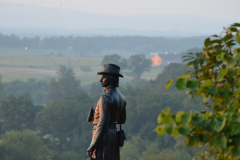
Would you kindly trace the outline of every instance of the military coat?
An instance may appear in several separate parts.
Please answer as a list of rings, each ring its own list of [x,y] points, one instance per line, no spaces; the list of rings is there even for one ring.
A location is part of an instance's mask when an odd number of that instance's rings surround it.
[[[92,142],[97,160],[120,160],[116,124],[126,121],[126,100],[116,87],[106,87],[94,113]]]

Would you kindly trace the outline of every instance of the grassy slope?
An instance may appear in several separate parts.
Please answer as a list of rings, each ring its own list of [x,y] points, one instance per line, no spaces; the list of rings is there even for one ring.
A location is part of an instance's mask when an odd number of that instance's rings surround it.
[[[63,56],[56,56],[60,52]],[[102,68],[101,61],[102,58],[99,57],[80,57],[76,53],[66,51],[0,48],[0,74],[5,82],[26,81],[29,78],[48,81],[57,77],[59,65],[69,65],[81,84],[88,85],[99,81],[100,77],[96,73]],[[82,72],[81,65],[88,65],[92,72]],[[160,72],[160,68],[154,67],[150,72],[144,72],[142,78],[155,78]],[[129,82],[131,79],[125,77],[121,79],[121,83]]]

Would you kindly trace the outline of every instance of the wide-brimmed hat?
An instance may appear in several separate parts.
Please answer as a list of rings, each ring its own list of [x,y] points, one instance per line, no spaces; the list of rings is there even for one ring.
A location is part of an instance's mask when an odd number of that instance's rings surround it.
[[[104,64],[102,72],[98,72],[97,74],[103,75],[115,75],[118,77],[123,77],[120,73],[120,67],[116,64]]]

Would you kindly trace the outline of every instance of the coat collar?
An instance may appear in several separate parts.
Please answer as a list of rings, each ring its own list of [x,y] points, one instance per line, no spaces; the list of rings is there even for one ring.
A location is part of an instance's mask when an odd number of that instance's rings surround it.
[[[104,92],[105,93],[110,93],[110,92],[112,92],[113,90],[116,90],[116,89],[117,89],[116,87],[114,87],[112,85],[109,85],[109,86],[105,87]]]

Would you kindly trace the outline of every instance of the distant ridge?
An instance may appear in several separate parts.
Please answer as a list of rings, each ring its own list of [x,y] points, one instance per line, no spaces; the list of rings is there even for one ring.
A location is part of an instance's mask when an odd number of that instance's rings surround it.
[[[102,15],[1,2],[0,19],[0,33],[40,36],[189,37],[217,34],[223,26],[233,23],[191,15]]]

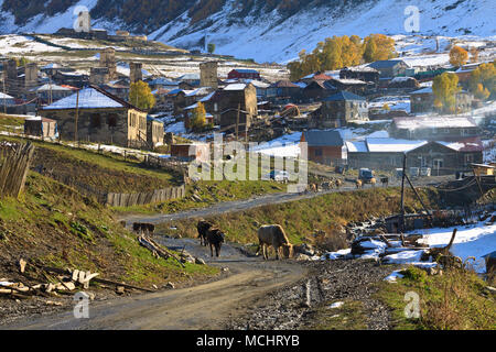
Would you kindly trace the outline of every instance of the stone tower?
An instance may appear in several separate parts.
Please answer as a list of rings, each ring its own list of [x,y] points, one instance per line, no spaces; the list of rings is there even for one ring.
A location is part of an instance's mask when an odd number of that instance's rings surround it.
[[[11,96],[20,96],[19,78],[18,78],[18,63],[14,59],[9,59],[3,65],[3,79],[6,80],[7,92]]]
[[[100,67],[108,68],[109,79],[117,79],[116,50],[107,47],[100,52]]]
[[[131,80],[131,84],[134,84],[139,80],[143,80],[143,72],[141,70],[143,68],[143,64],[129,63],[129,68],[131,70],[131,74],[129,75],[129,79]]]
[[[218,89],[218,63],[207,62],[200,64],[200,85],[202,87],[212,87]]]
[[[37,86],[37,65],[35,63],[26,64],[24,70],[24,88],[30,91]]]

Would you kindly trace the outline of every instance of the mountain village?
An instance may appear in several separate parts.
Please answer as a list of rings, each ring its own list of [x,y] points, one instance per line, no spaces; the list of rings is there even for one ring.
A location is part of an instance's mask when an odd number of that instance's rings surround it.
[[[397,295],[391,287],[414,275],[443,280],[450,267],[472,263],[470,279],[485,279],[474,295],[477,309],[489,307],[489,322],[470,328],[494,329],[496,41],[391,38],[393,57],[294,79],[290,64],[215,54],[207,43],[186,51],[127,31],[1,35],[0,328],[78,328],[50,316],[69,307],[77,287],[93,292],[91,301],[188,297],[181,289],[237,277],[256,287],[247,300],[270,298],[227,324],[219,312],[214,328],[321,329],[315,321],[324,315],[338,329],[343,305],[360,301],[367,322],[352,329],[392,329],[393,319],[378,312],[395,315],[386,296],[360,287],[379,282],[380,292]],[[466,54],[457,64],[454,48]],[[487,73],[492,78],[481,77]],[[440,92],[441,77],[454,77],[452,91]],[[272,158],[257,169],[262,180],[190,177],[193,162],[211,164],[218,135],[247,148],[258,143],[255,153]],[[285,193],[294,180],[273,163],[302,155],[309,183]],[[292,243],[280,243],[281,256],[291,246],[293,262],[273,265],[292,274],[276,290],[252,284],[248,270],[261,265],[249,262],[261,261],[259,240],[266,256],[266,223],[280,223],[271,231],[283,229]],[[209,248],[198,245],[198,234]],[[226,305],[241,301],[234,287],[225,288]],[[32,307],[19,308],[26,297]],[[116,310],[107,311],[114,320],[95,318],[96,327],[207,327],[200,312],[188,324],[194,307],[175,315],[173,304],[151,305],[166,306],[174,323],[152,312],[125,323]],[[33,311],[50,315],[25,321]],[[423,318],[424,328],[442,328]]]

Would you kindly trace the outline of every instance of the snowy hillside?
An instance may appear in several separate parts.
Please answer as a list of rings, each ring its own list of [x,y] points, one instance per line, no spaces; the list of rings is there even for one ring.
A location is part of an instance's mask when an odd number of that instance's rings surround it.
[[[4,1],[7,0],[0,0],[0,4]],[[88,9],[94,9],[99,2],[73,1],[75,6]],[[411,4],[409,0],[305,1],[298,11],[290,14],[278,8],[269,11],[263,1],[260,6],[244,9],[247,13],[240,12],[238,0],[220,2],[223,6],[219,10],[204,20],[193,21],[191,11],[184,11],[172,21],[164,20],[160,25],[148,25],[150,29],[147,34],[151,40],[190,50],[203,48],[206,36],[207,43],[216,44],[216,53],[255,58],[258,62],[285,62],[295,58],[301,50],[312,50],[317,42],[332,35],[409,34],[403,24],[407,19],[405,9]],[[314,7],[309,6],[314,2]],[[260,1],[255,3],[259,4]],[[0,12],[0,33],[51,33],[62,26],[72,26],[75,6],[53,16],[36,14],[23,24],[15,24],[12,13]],[[418,1],[417,6],[420,10],[420,34],[496,35],[494,0],[432,0]],[[246,3],[244,7],[247,7]],[[142,28],[142,23],[128,23],[116,16],[93,18],[94,26],[110,31]]]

____

The problem:
Please count the lines in the data above that contain the string "outline", treating uppercase and lowercase as different, and reply with only that number.

Answer in full:
8